▶ **Records provided**:
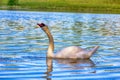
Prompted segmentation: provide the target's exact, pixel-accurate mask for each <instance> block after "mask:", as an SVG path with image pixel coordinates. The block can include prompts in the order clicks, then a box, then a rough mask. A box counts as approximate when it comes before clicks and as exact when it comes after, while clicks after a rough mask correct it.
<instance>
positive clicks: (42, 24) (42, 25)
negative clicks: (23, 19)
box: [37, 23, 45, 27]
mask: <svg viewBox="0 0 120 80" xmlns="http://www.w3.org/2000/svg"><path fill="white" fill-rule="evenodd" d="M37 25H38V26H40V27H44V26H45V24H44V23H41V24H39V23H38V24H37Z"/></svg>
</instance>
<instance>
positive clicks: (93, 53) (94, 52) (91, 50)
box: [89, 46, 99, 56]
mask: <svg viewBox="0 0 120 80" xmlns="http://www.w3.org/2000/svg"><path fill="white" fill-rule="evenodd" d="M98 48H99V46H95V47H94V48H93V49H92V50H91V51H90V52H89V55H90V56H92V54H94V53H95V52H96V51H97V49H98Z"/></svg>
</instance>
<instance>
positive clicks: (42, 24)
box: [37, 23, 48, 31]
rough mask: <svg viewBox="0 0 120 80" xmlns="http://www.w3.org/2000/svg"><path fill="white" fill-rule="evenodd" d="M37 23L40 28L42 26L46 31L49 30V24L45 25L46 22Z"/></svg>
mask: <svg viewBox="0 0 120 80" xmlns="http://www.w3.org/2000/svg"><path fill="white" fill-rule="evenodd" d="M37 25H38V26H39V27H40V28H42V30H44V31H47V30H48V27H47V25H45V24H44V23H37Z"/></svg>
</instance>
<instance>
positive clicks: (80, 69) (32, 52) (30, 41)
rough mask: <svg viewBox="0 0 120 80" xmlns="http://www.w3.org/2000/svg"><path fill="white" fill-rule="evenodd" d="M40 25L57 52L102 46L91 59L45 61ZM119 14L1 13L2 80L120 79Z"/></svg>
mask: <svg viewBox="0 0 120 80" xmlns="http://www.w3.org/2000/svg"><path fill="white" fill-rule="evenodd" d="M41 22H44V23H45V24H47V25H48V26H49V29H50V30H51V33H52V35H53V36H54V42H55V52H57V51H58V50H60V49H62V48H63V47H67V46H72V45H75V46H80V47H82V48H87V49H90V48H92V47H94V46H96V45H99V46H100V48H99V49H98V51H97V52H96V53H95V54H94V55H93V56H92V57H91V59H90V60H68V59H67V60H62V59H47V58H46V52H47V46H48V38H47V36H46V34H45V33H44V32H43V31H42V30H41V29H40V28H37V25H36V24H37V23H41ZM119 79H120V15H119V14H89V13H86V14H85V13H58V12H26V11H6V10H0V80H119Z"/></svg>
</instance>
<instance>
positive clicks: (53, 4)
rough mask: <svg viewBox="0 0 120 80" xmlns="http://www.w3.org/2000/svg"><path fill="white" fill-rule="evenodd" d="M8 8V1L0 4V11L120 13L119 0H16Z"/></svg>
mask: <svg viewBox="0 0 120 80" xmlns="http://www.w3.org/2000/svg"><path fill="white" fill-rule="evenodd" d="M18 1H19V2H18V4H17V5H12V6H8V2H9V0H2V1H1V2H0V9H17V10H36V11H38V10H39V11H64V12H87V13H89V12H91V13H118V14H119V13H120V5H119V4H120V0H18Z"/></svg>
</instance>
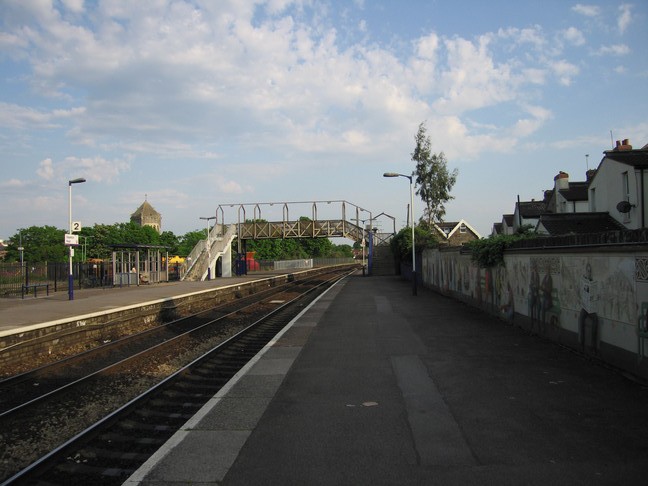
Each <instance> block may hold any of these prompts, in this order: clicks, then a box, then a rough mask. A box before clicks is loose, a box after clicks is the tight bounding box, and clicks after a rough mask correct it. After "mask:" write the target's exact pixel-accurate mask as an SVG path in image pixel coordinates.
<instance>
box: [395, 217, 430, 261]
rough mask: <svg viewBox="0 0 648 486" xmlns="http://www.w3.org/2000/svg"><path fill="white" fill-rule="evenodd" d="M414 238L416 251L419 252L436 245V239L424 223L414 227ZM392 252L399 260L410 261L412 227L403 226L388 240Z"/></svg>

▶ **Problem description**: Transcribe the records verbatim and omit the images.

▶ **Result for this exercise**:
Prompted segmentation: provide the target's exact, pixel-accurate mask for each <instance> block after "mask:", as an SVG path with image pixel coordinates. The block can include prompts in the order clicks, then a box, then a rough mask. A box counts as approximate when it comes before clicks and as exact when it comes after, while clicks after a rough mask correct it.
<instance>
positive clicks: (42, 24) (42, 25)
negative clicks: (23, 19)
box: [37, 23, 45, 27]
mask: <svg viewBox="0 0 120 80" xmlns="http://www.w3.org/2000/svg"><path fill="white" fill-rule="evenodd" d="M37 25H38V26H40V27H44V26H45V24H44V23H41V24H39V23H38V24H37Z"/></svg>
</instance>
<instance>
positive clicks: (93, 53) (94, 52) (91, 50)
box: [89, 46, 99, 56]
mask: <svg viewBox="0 0 120 80" xmlns="http://www.w3.org/2000/svg"><path fill="white" fill-rule="evenodd" d="M98 48H99V46H95V47H94V48H93V49H92V50H91V51H90V52H89V55H90V56H92V54H94V53H95V52H96V51H97V49H98Z"/></svg>
</instance>
<instance>
positive clicks: (42, 24)
box: [37, 23, 48, 31]
rough mask: <svg viewBox="0 0 120 80" xmlns="http://www.w3.org/2000/svg"><path fill="white" fill-rule="evenodd" d="M37 23L40 28L42 26L46 31L49 30V24L45 25L46 22Z"/></svg>
mask: <svg viewBox="0 0 120 80" xmlns="http://www.w3.org/2000/svg"><path fill="white" fill-rule="evenodd" d="M37 25H38V26H39V27H40V28H42V30H44V31H47V30H48V27H47V25H45V24H44V23H37Z"/></svg>
</instance>
<instance>
positive clicks: (80, 69) (32, 52) (30, 41)
rough mask: <svg viewBox="0 0 120 80" xmlns="http://www.w3.org/2000/svg"><path fill="white" fill-rule="evenodd" d="M40 25L57 52L102 46L91 59L45 61ZM119 14L1 13L2 80L120 79Z"/></svg>
mask: <svg viewBox="0 0 120 80" xmlns="http://www.w3.org/2000/svg"><path fill="white" fill-rule="evenodd" d="M41 22H44V23H45V24H47V25H48V26H49V29H50V30H51V33H52V35H53V36H54V42H55V52H57V51H58V50H60V49H62V48H63V47H67V46H72V45H75V46H80V47H82V48H87V49H90V48H92V47H94V46H96V45H99V46H100V48H99V49H98V51H97V52H96V53H95V54H94V55H93V56H92V57H91V59H90V60H68V59H67V60H62V59H47V58H46V52H47V46H48V38H47V36H46V34H45V33H44V32H43V31H42V30H41V29H40V28H37V25H36V24H37V23H41ZM119 79H120V15H119V14H89V13H86V14H85V13H58V12H26V11H6V10H0V80H119Z"/></svg>
</instance>
<instance>
positive clicks: (53, 4)
rough mask: <svg viewBox="0 0 120 80" xmlns="http://www.w3.org/2000/svg"><path fill="white" fill-rule="evenodd" d="M8 8V1L0 4V11L120 13L119 0H16Z"/></svg>
mask: <svg viewBox="0 0 120 80" xmlns="http://www.w3.org/2000/svg"><path fill="white" fill-rule="evenodd" d="M18 1H19V2H18V4H17V5H12V6H8V2H9V0H2V1H1V2H0V9H17V10H36V11H38V10H39V11H64V12H87V13H89V12H91V13H118V14H119V13H120V5H119V4H120V0H18Z"/></svg>
</instance>
Each <instance> block may hold any of these prompts, in this order: clicks, then a box, then a rough mask. A box before clicks is loose, a box after clicks is the tight bounding box, and clicks after a rough mask correct it. After "mask:" write the target's exact pixel-accurate mask as an SVG path in image pixel coordinates.
<instance>
box: [395, 217, 430, 261]
rough mask: <svg viewBox="0 0 648 486" xmlns="http://www.w3.org/2000/svg"><path fill="white" fill-rule="evenodd" d="M414 238L416 251L419 252L436 245V239L424 223L414 227ZM392 252L399 260L410 261L412 227L403 226L388 240Z"/></svg>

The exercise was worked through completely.